▶ **Task**: Reproduce every line of the records below, requests included, with each point coordinate in the answers multiplied by 0.35 and rounded to the nearest whole number, halves rounding up. Omit the pictures from your output.

"""

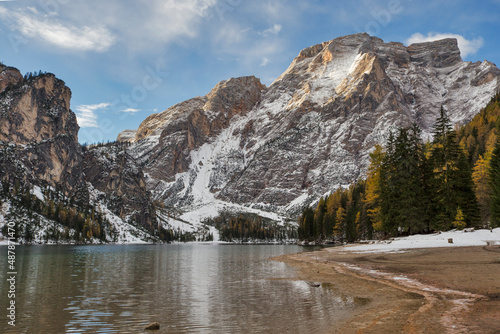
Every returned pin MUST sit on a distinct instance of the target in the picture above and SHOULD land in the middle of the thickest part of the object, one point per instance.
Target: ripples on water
(187, 288)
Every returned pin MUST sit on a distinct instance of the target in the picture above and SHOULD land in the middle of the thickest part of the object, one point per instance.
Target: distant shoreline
(425, 290)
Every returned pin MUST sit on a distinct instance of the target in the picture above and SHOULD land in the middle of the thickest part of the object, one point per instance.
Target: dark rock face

"""

▶ **Exercise answer**:
Every returned pin MUST sit on a distinct instance of the target in the picture above and SHOULD land in the middle of the thickest part of the object, one point per instance.
Target: ripples on water
(65, 101)
Every returned pin MUST sit on a distinct instance of the target in the picture above and SHOULD land in the middle of the thickest part of the object, one point per instance.
Target: distant shoreline
(149, 102)
Every returned pin MUST sit on a distinct instance of the target in the picture above and SHOULD land in the middle of the thickest part of the object, one point per instance.
Target: dark rock face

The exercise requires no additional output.